Point labeling data from photos
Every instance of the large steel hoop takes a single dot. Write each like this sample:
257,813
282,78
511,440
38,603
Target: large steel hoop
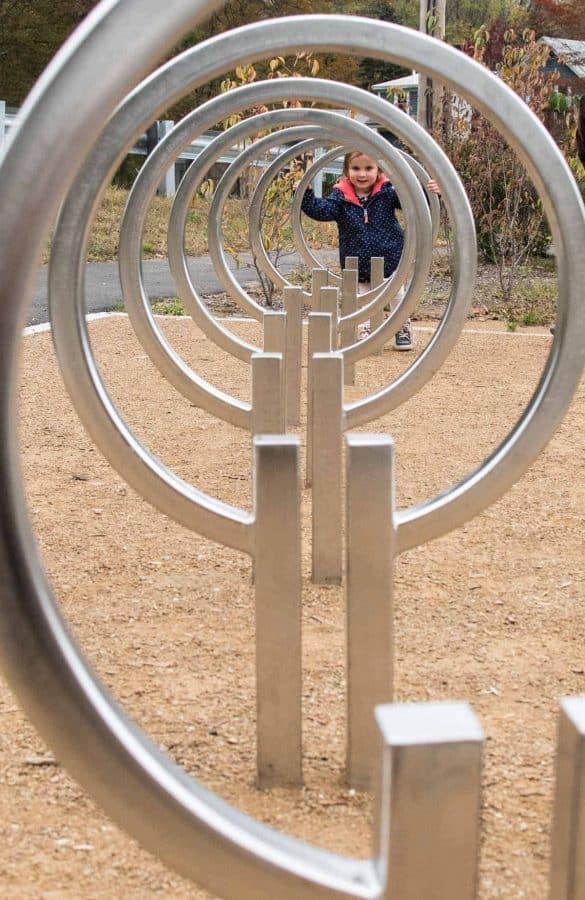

#### DIRECTIONS
Retype the data above line for line, leaving out the picture.

#### FINISHED TASK
Every instance of the large steel hoop takes a single dot. Write each like this sample:
257,813
282,78
511,440
38,603
Target: large steel hoop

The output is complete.